[EXCERPT PROVIDED]:
2025-07-11

Scaling Laws

Neural Network Scaling Laws - Study Notes

Core Scaling Law Formula

L(X) = (X/X_c)^(-α_X)

Where:

L = Loss (performance metric, lower = better)
X = Scale factor (D for data, N for parameters, C for compute)
X_c = Critical threshold (minimum scale where power laws apply)
α_X = Scaling exponent (determines improvement rate)

Three Key Scaling Dimensions

1. Data Scaling: L(D) = (D/D_c)^(-α_D)

D = Dataset size (training tokens/examples)
D_c = Critical dataset size threshold
α_D ≈ 0.095 for transformers
Doubling data → Loss × 2^(-0.095) ≈ 6.8% improvement

2. Parameter Scaling: L(N) = (N/N_c)^(-α_N)

N = Number of model parameters
N_c = Critical parameter count threshold
α_N ≈ 0.076 for transformers

3. Compute Scaling: L(C) = (C/C_c)^(-α_C)

C = Total compute (FLOPs)
C_c = Critical compute threshold
α_C varies by compute allocation

Chinchilla Optimal Scaling

N_opt ∝ D_opt (approximately 1:1 ratio)

For compute budget C:

N_opt ∝ C^0.5 (optimal parameters)
D_opt ∝ C^0.5 (optimal training tokens)

Key Insights

Diminishing Returns

Small exponents (α < 0.1) mean significant scaling needed for major improvements
10x increase in scale → ~1.25x improvement in loss

Critical Thresholds

X_c exists because very small scales don’t follow power laws
Below threshold = too much noise, above threshold = predictable scaling

Trade-offs

Data scaling: Modest gains, doubles training time
Parameter scaling: Better gains, increases inference cost
Optimal allocation: Balance parameters and data equally

Practical Example

Doubling Training Data:

Loss improvement: 2^(0.095) ≈ 1.068 (6.8% better)
Training time: 2x longer
Inference time: Unchanged

Why Scaling Laws Matter

Predictable performance across orders of magnitude
Resource allocation guidance (don’t overtrain small models)
ROI planning for compute investments
Architecture comparison via scaling exponents

[DATA EXCERPTS]:
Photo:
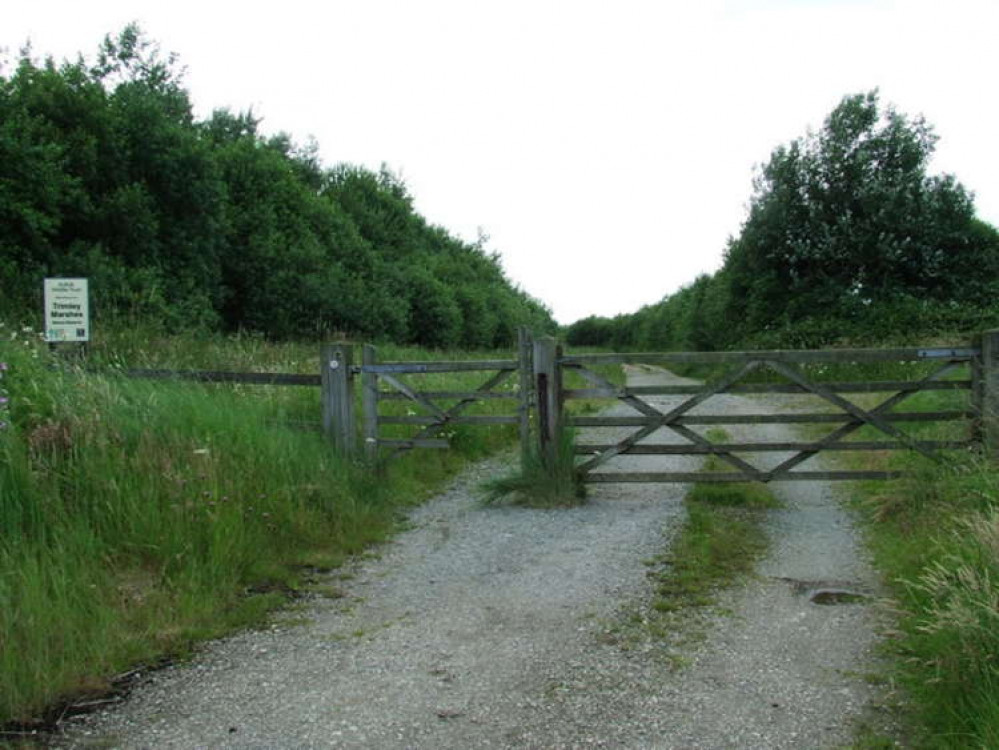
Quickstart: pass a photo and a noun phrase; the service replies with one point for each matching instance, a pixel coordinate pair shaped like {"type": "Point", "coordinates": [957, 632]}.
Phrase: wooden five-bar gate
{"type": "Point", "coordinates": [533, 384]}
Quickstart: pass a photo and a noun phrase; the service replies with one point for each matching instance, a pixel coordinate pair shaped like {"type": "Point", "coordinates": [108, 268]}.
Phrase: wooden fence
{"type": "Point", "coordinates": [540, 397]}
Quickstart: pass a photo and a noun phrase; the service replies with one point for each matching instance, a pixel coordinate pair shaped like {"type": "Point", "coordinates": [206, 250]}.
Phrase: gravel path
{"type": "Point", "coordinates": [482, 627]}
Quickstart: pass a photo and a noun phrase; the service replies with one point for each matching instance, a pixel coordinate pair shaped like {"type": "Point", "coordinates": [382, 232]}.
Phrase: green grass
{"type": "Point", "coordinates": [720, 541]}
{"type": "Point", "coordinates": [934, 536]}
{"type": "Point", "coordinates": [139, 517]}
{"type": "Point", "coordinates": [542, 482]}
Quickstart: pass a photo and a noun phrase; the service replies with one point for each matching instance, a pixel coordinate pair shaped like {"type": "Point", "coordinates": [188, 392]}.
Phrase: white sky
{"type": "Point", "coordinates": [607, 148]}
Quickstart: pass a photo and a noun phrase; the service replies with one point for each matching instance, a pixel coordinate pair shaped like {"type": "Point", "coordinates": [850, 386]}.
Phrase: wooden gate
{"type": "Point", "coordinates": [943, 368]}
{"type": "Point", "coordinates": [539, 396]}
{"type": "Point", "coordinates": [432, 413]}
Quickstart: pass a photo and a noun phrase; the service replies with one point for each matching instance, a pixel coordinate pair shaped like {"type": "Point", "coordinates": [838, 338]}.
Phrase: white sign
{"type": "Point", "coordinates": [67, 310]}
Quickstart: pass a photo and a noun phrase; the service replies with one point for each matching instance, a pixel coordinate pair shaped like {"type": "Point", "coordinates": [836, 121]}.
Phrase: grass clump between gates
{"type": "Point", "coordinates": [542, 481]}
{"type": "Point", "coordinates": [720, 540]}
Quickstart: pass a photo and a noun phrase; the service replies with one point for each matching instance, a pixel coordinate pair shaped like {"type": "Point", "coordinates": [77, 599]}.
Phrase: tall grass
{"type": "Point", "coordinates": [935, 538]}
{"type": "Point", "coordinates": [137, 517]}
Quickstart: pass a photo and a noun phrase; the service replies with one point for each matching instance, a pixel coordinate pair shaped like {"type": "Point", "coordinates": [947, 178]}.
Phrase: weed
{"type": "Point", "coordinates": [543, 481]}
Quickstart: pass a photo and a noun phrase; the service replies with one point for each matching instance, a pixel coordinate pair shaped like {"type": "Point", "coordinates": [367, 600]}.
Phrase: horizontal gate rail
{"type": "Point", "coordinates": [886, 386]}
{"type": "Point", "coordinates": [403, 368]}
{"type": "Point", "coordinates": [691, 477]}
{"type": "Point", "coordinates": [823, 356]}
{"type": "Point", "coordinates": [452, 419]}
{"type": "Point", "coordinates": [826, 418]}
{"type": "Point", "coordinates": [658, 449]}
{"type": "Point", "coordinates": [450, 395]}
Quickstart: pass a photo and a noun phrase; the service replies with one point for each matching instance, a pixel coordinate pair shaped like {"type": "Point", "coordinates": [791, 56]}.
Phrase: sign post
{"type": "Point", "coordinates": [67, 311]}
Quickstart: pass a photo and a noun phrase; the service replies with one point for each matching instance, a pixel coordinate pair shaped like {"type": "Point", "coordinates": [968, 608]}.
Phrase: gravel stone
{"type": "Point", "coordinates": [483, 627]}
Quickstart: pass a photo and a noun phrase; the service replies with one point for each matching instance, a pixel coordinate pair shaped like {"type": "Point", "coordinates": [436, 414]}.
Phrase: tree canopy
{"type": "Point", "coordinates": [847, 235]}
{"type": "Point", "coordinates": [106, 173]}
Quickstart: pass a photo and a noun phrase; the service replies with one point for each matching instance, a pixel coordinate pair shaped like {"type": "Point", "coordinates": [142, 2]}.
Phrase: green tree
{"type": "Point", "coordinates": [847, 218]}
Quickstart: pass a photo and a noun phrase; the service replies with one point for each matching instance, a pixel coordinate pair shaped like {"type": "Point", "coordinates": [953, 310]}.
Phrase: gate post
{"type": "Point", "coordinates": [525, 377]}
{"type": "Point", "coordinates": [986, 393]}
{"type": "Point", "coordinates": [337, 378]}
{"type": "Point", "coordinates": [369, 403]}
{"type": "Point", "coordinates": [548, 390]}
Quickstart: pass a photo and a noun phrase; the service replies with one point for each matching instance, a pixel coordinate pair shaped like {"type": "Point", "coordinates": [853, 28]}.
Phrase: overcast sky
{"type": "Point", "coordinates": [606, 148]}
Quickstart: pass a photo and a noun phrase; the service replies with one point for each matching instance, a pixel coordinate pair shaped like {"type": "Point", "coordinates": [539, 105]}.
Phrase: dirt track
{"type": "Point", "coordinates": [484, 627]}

[TO-DO LIST]:
(A) Return the passage of the scaling-law notes that begins at the words "3. Compute Scaling: L(C)" and stops after the words "(optimal training tokens)", copied word for word.
(B) Using the scaling-law notes, explain in one to three sentences why a critical threshold X_c exists.
The entries above come from a separate source.

[RESPONSES TO THE TASKS]:
(A)
3. Compute Scaling: L(C) = (C/C_c)^(-α_C)

C = Total compute (FLOPs)
C_c = Critical compute threshold
α_C varies by compute allocation

Chinchilla Optimal Scaling

N_opt ∝ D_opt (approximately 1:1 ratio)

For compute budget C:

N_opt ∝ C^0.5 (optimal parameters)
D_opt ∝ C^0.5 (optimal training tokens)

(B) X_c exists because very small scales don't follow power laws. Below the threshold there is too much noise, while above it scaling becomes predictable.